* **THE TASKS**:
(A) List each distinct euro amount that the EV charging discussion mentions, along with what it refers to.
(B) According to the EV charging discussion, how many hours are there in 10 years?
(C) From the EV charging discussion, extract the passage that opens with the words containing "We've been over" and closes with "euros per space.".

There is no advantage of slow charging at all. My estimate is that a slow, public charging point costs 5k to 10k euro in a 10 year time span. That money comes from your pocket and you get nothing in return.

We've been over this before.

Let's pretend your 10k euro cost is correct.  I would argue it is not, but for the sake of analysis let's go with it.  If the electricity is just 0.05 EUR extra per kWh above the cost price (ex VAT, other taxes etc.), then 10k euro takes 200,000kWh to pay back.  That is 28,500 hours of charging at 7kW.  There are 87,600 hours in 10 years, so that charger only needs to have >1/3rd occupancy to be profitable.

Now the reality is that installing ten chargers in one street/car park costs much less, per charger, than one charger, because the infrastructure is shared.  It may cost just 1,000 euros per space. 

Car parking spaces themselves cost some 20,000 euros each to construct.  Many of them exist already, sure, but that is land which is dedicated to the car over being a shop or a house or something else.  So it is not as if that land is free.  EV charging offers yet another way to make money from that land. 

Economically it's a no brainer.

* **EXTRACTED INFORMATION**:

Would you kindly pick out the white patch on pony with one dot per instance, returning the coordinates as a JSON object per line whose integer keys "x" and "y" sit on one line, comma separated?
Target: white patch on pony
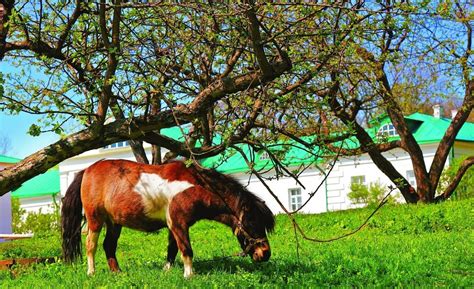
{"x": 157, "y": 193}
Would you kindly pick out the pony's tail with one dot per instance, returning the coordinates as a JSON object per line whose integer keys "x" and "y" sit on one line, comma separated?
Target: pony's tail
{"x": 71, "y": 218}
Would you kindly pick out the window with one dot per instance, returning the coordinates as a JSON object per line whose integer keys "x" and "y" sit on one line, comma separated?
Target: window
{"x": 358, "y": 180}
{"x": 117, "y": 145}
{"x": 411, "y": 178}
{"x": 295, "y": 198}
{"x": 387, "y": 130}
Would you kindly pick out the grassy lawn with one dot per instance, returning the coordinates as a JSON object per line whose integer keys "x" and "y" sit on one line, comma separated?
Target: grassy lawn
{"x": 405, "y": 246}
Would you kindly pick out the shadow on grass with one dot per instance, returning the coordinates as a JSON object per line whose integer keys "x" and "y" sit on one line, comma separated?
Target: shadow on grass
{"x": 234, "y": 265}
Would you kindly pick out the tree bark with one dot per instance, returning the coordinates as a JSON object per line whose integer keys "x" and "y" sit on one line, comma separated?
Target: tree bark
{"x": 465, "y": 165}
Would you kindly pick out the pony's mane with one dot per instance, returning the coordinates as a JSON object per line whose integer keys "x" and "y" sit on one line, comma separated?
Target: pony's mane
{"x": 227, "y": 185}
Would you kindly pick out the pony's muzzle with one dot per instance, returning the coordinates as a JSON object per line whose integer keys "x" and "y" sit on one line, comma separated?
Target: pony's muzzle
{"x": 262, "y": 253}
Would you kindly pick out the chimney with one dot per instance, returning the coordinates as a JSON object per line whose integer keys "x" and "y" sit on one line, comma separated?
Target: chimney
{"x": 453, "y": 113}
{"x": 437, "y": 111}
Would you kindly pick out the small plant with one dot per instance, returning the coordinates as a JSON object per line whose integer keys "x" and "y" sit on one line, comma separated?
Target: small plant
{"x": 36, "y": 222}
{"x": 370, "y": 195}
{"x": 465, "y": 188}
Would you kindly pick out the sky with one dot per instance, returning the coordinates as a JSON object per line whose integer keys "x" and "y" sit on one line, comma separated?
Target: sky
{"x": 15, "y": 128}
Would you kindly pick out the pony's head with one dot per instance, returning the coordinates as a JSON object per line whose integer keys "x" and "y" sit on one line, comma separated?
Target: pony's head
{"x": 255, "y": 221}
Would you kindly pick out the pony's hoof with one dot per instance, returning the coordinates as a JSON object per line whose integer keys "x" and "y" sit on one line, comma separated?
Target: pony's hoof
{"x": 167, "y": 266}
{"x": 188, "y": 273}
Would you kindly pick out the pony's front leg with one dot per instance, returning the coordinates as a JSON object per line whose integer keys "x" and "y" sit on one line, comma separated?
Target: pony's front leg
{"x": 172, "y": 251}
{"x": 91, "y": 247}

* **TASK RESPONSES**:
(A)
- 5k euro: the low end of the estimated cost of a slow public charging point over 10 years
- 10k euro: the high end of that estimate, later used as the assumed charger cost
- 0.05 EUR per kWh: the extra charged for electricity above the cost price
- 1,000 euros: the possible cost per space when ten chargers share infrastructure
- 20,000 euros: the approximate construction cost of each car parking space

(B) 87,600 hours.

(C)
We've been over this before.

Let's pretend your 10k euro cost is correct.  I would argue it is not, but for the sake of analysis let's go with it.  If the electricity is just 0.05 EUR extra per kWh above the cost price (ex VAT, other taxes etc.), then 10k euro takes 200,000kWh to pay back.  That is 28,500 hours of charging at 7kW.  There are 87,600 hours in 10 years, so that charger only needs to have >1/3rd occupancy to be profitable.

Now the reality is that installing ten chargers in one street/car park costs much less, per charger, than one charger, because the infrastructure is shared.  It may cost just 1,000 euros per space.